Transcribe, word for word, only the lines from the one containing "the hanging root." through the end of the material below. Pictures stay out.

### Entries provided
________________________________________

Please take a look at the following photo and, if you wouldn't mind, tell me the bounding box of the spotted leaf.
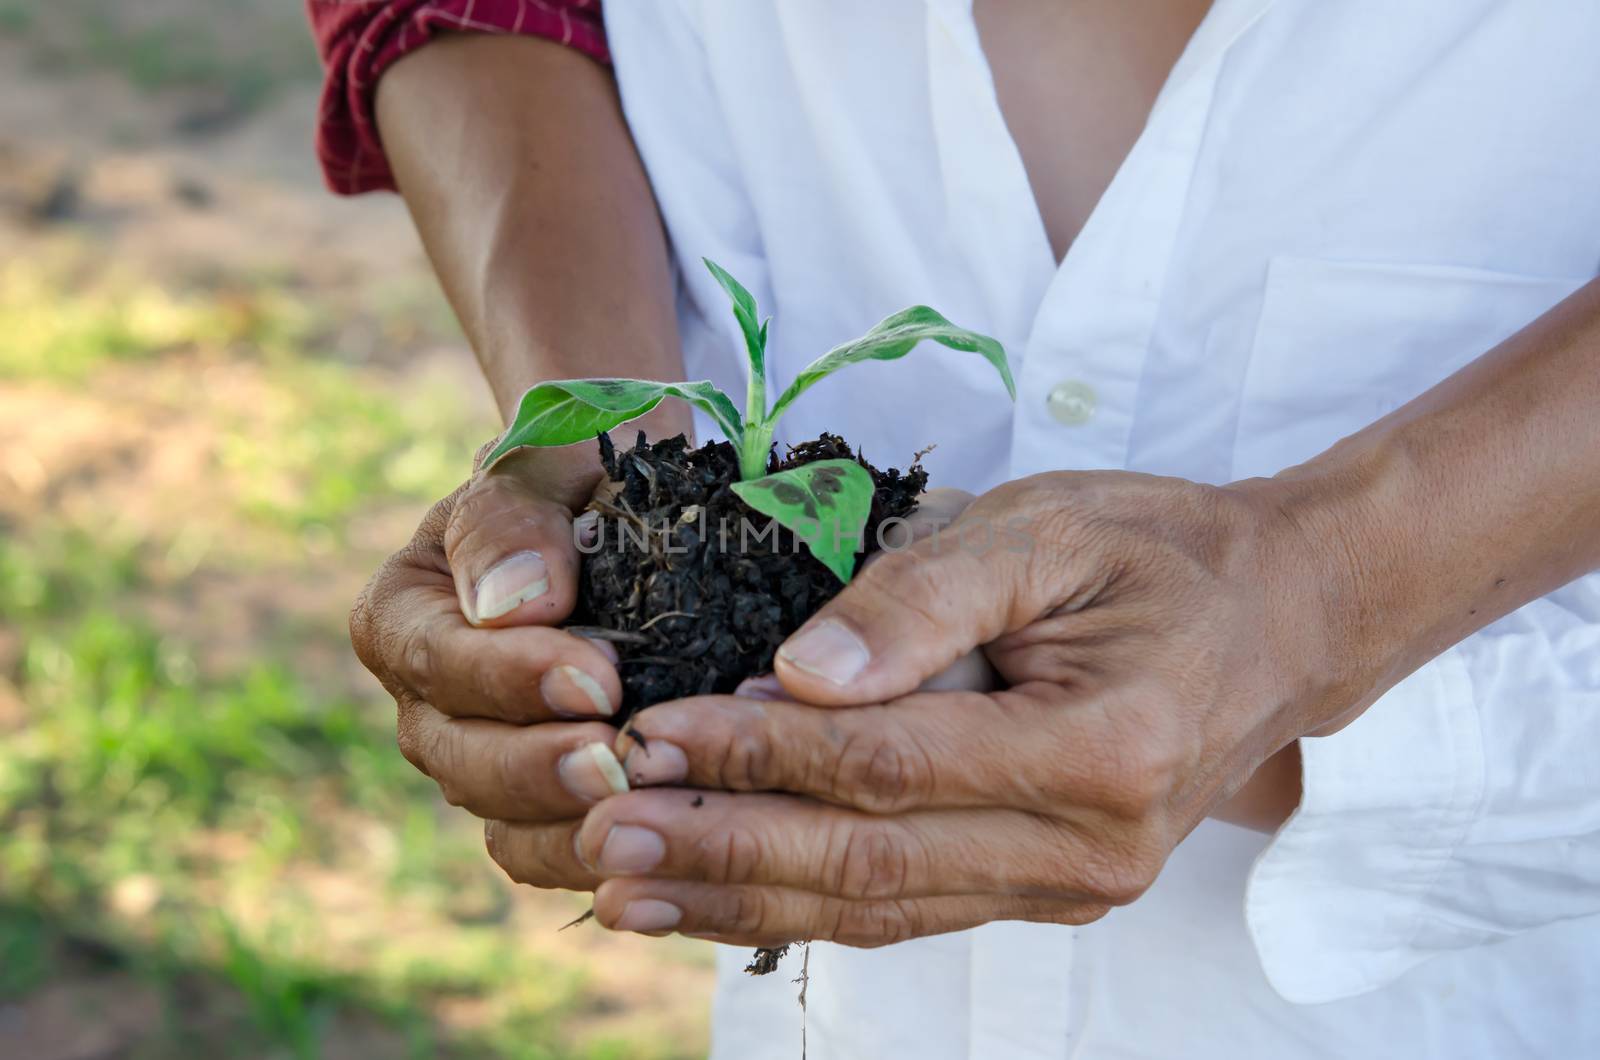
[730,459,875,583]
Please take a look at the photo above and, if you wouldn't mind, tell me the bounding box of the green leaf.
[703,258,766,384]
[730,459,875,584]
[484,378,743,469]
[770,305,1014,420]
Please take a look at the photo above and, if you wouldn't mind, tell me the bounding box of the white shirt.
[601,1,1600,1056]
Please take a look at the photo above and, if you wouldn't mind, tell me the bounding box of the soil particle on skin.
[573,432,925,721]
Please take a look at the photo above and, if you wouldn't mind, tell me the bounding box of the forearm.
[375,32,686,428]
[1257,276,1600,734]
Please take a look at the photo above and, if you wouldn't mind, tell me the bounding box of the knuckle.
[831,823,912,901]
[1090,738,1179,819]
[442,478,505,556]
[494,840,538,886]
[834,726,931,814]
[1080,843,1164,906]
[363,578,439,695]
[861,550,950,632]
[349,568,408,682]
[421,725,469,806]
[372,626,409,691]
[348,583,376,652]
[706,886,768,937]
[484,824,572,890]
[422,478,469,537]
[1107,770,1167,819]
[716,721,777,792]
[396,620,435,694]
[495,738,542,812]
[471,438,500,473]
[446,475,566,566]
[698,827,766,886]
[393,705,430,775]
[395,727,422,771]
[831,898,919,948]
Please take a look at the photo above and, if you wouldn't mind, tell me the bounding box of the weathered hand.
[350,440,646,895]
[536,471,1333,943]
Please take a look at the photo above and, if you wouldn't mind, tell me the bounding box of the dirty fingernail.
[574,510,600,548]
[778,619,870,685]
[624,740,688,786]
[613,899,682,934]
[558,743,629,803]
[598,825,666,874]
[473,551,548,623]
[543,665,614,717]
[734,674,788,701]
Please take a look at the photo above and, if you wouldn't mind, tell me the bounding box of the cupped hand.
[533,471,1334,944]
[350,437,650,895]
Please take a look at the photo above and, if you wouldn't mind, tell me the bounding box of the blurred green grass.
[1,0,319,116]
[0,245,712,1057]
[1,2,717,1049]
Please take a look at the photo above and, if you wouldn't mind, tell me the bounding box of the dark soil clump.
[570,432,926,721]
[744,944,790,976]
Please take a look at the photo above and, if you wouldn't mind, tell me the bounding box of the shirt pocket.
[1231,257,1591,481]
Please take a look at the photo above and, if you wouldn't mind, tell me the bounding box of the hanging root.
[795,942,811,1060]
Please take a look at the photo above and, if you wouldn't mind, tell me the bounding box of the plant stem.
[740,344,771,480]
[739,420,775,480]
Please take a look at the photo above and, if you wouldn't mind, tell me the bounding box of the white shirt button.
[1046,380,1097,426]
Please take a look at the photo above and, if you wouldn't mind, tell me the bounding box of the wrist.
[1212,741,1302,833]
[1224,441,1408,740]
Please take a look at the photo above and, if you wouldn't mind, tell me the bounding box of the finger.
[772,495,1035,706]
[575,789,1129,905]
[397,699,630,821]
[379,572,623,722]
[483,819,601,896]
[590,878,1106,946]
[445,450,589,628]
[615,691,1056,814]
[484,818,599,892]
[620,685,1189,832]
[734,647,992,702]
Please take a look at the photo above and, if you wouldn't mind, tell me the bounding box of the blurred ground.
[0,2,715,1056]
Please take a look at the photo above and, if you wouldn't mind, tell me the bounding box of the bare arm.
[1267,276,1600,737]
[376,32,688,436]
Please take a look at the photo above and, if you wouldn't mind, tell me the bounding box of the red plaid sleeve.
[306,0,610,195]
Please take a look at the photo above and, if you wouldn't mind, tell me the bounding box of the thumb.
[445,448,597,628]
[773,496,1026,706]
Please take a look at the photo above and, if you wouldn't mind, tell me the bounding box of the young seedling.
[484,259,1014,582]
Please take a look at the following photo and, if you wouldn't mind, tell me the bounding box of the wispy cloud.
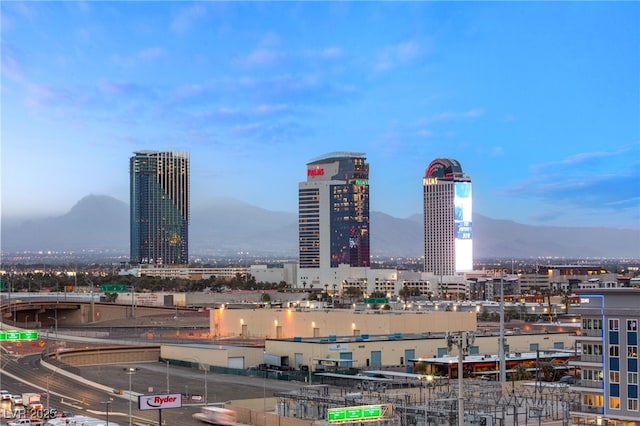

________________________________________

### Answer box
Please take a look at the photo above and, if you wouldn't mind, tell me the bounding box of the hanging root.
[795,942,811,1060]
Please take a look at the photo above and, if you wouldn't mind, tell me the bounding box of the plant stem.
[740,344,771,480]
[739,420,775,480]
Please take a look at the photo above and, if you wouldn't mind, tell me the bounding box of the white shirt button.
[1046,380,1097,426]
Please take a look at the photo above and, if you wouldn't mind, tell me the bounding box of the wrist.
[1212,741,1302,833]
[1224,441,1408,740]
Please take a look at the photo above and, if you wouldn't mind, tell me the bounding box of the finger.
[772,495,1035,706]
[575,789,1129,905]
[397,699,630,821]
[379,572,623,722]
[483,819,601,896]
[590,878,1106,946]
[445,450,589,628]
[615,691,1056,814]
[484,818,599,892]
[620,685,1189,832]
[734,647,992,702]
Please take a look at the photo above and, if you wouldn't mind, tell me the bounding box of the blurred ground.
[0,2,715,1056]
Please take a look at the photo above and, if you wouldn't mind, tell me the bounding box of the bare arm.
[1267,276,1600,737]
[376,32,688,436]
Please take a look at the photo above and, if you wouldn't mind, tell me the bounding box of the red plaid sleeve.
[306,0,610,195]
Please take a look at the photo above and, if you wouldn't mind, tell me the bounding box of the thumb.
[445,448,597,628]
[773,496,1026,706]
Please take a look at the photo above and, if you wouldn't mind, tell me the bounding box of the young seedling.
[484,259,1014,582]
Please take a look at the following photo and, if you wouldn't mind, tell me the bounding box of the wispy cloud.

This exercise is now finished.